__TASKS TO COMPLETE__.
a) Can you give the part of the blog starting with "Friday 29 May" and going on through "book editor's craft." again, with "verbose" changed to "long-winded"?
b) Which lines of the records contain the string "below"? Pull out each of them in full.

__PASSAGE PROVIDED__.
┌──

Friday 29 May 2015

Dancing about architecture

I'm reading a book about Peter Cook and Dudley Moore at pres.  It's a bit verbose, but I'm sufficiently interested in the subject matter to plough on and get through the 500 pages.  What the length of this pot-boiler does illustrate is the shoddy state of the book editor's craft.

Editing is one of those skills that bean-counters mistakenly think is largely superfluous - a nice-to-have, but non-essential.  This is the same kind of flabby thinking that leads newspapers to laying off hacks and employing brand consultants.  A quick perusal of the some of the shite that gets passed off as on-line journalism these days should disabuse anyone of that misconception.  Good editing, like good journalism, is transparent, unostentatious.  You only notice its absence.  Consequently I find myself reading far too many rambling ill-disciplined books these days.  It's doubly annoying as they don't appear to be getting any cheaper to reflect the wretched economies apparently being made.  No.


Thursday 28 May 2015

Hard work never killed...etc

Only time for a couple of lines this evening.  The reason for the brevity is that I've simply been too busy at work.  Yeah, I know.  The work/life balance has gone to shite today.  I promised myself I'd never fall into this trap - not because I disparage modern office (although I do) but because I never want to be mistaken for one of those prize twats who lives for his work.  You know the type - you see them on trains on Friday evenings, battering away at the laptop or pretending to read some brutal PowerPoint printout while the rest of us are flicking through copies of Grazia, shooting the breeze and necking cold white wine like it's about to be outlawed.

Hurrah for us!  And down with the twats.  Message ends.

Wednesday 27 May 2015

The race question

I took part in my second 10 of the cycling time trial season last night.  It was no quicker than the first one sadly.  But I did manage to pace myself better this time, so I was able to get to the finish in something approaching a decorous state.  Not like last time, when I looked like I'd be through a mangle.  I also competed on my fixed-wheel bike, which was woefully undergeared.  I'm hoping for better next week.

I've been pondering of late the bullshit that issues from people's mouths.  And in particular, the dissonance between what people say and how they behave.  Parents are especially guilty when it comes to this.  They constantly shite on about how important it is for the progeny to be well-balanced and happy, but then will quite happily set fire to poor wretch's Power Rangers because he or she hasn't mastered the oboe to their satisfaction.

Friends of mine who have kids, and who, like me, were masters of their own ships during childhood, also bleat about lack of freedom kids get these days.  I too find this aspect of modern childhood really dispiriting.  Children are never without adult scrutiny these days.  It's always dressed-up as providing security, but it's oversight and control, make no mistake.  So when one of my friends bemoans this, I ask if their kids are allowed out unchaperoned.  They never are of course, but that is due to their being especially attractive to perverts or something, so it's not the same.  People need to have blander children it seems.

└──

__ENTRIES SHOWN__.
┌──

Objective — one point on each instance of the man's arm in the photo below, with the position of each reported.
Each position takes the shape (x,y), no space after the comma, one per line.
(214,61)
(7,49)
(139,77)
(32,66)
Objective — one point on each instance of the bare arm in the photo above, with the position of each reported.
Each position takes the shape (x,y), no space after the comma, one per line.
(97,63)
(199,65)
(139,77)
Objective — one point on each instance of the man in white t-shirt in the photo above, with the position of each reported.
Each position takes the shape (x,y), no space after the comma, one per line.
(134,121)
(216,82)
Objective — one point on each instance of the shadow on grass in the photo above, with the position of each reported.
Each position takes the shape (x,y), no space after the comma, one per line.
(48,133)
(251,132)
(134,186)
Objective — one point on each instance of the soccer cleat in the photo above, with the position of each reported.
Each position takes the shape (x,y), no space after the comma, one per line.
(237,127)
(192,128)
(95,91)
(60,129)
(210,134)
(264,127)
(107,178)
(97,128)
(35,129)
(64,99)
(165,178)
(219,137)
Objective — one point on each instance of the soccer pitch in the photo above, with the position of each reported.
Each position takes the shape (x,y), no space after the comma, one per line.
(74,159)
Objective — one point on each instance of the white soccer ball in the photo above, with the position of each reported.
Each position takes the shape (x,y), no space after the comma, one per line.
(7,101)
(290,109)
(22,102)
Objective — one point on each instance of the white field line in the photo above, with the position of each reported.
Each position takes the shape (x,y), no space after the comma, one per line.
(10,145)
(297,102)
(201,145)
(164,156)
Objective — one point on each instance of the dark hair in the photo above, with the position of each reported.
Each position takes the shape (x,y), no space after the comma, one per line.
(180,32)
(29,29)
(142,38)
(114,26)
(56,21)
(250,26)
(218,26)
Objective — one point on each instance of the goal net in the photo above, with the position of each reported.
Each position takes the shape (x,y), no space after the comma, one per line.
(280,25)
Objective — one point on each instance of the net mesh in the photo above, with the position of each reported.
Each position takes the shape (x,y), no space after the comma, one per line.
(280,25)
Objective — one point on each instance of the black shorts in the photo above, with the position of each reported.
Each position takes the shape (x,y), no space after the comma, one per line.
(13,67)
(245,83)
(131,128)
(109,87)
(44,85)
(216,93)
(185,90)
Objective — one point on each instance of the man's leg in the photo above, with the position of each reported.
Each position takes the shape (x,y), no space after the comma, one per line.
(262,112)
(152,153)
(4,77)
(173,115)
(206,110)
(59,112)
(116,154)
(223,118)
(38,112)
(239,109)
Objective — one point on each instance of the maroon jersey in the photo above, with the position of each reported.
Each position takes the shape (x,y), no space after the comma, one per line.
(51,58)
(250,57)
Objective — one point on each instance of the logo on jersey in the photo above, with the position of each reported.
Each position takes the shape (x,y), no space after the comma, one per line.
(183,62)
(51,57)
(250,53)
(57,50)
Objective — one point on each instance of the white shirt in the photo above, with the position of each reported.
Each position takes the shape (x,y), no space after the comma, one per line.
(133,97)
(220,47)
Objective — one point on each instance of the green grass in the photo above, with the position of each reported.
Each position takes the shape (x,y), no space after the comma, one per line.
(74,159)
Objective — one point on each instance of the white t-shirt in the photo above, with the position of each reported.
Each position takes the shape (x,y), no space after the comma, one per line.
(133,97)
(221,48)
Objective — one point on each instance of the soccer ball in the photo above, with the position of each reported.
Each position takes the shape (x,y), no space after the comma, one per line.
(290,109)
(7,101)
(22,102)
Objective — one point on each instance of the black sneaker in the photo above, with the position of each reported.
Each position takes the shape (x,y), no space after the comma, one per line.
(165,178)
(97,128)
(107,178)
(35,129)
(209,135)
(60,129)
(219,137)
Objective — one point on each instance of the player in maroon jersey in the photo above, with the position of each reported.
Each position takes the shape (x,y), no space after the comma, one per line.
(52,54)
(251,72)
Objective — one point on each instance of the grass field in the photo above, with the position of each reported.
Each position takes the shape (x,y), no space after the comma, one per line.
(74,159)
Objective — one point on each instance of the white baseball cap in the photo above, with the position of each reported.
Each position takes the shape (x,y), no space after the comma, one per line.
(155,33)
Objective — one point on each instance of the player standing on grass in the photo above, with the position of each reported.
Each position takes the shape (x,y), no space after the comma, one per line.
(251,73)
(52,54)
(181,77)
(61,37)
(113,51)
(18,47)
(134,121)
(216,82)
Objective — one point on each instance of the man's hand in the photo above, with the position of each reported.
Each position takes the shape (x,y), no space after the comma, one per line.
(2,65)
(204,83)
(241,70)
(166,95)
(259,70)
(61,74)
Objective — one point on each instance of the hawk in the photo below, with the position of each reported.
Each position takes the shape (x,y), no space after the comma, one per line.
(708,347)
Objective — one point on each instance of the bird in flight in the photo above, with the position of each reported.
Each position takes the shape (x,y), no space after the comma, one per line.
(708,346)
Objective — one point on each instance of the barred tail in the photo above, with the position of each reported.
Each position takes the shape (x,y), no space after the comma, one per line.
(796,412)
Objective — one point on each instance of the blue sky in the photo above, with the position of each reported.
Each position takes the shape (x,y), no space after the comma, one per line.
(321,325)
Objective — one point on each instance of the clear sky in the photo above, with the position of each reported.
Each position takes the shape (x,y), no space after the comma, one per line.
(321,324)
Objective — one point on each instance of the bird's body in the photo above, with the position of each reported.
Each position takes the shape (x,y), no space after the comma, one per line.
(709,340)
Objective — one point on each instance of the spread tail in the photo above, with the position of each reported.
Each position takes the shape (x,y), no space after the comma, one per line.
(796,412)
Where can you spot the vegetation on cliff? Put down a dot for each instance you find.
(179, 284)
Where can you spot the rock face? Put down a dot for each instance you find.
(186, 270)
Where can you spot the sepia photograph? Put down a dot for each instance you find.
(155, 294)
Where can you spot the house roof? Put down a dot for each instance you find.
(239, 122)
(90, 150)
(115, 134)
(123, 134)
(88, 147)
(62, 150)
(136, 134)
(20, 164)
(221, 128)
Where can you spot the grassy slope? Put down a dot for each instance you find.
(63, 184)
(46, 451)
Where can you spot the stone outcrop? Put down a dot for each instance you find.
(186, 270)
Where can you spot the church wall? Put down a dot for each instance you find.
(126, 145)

└──

__CORRECT ANSWERS__.
a)
Friday 29 May 2015

Dancing about architecture

I'm reading a book about Peter Cook and Dudley Moore at pres.  It's a bit long-winded, but I'm sufficiently interested in the subject matter to plough on and get through the 500 pages.  What the length of this pot-boiler does illustrate is the shoddy state of the book editor's craft.

b)
Objective — one point on each instance of the man's arm in the photo below, with the position of each reported.
Objective — one point on each instance of the hawk in the photo below, with the position of each reported.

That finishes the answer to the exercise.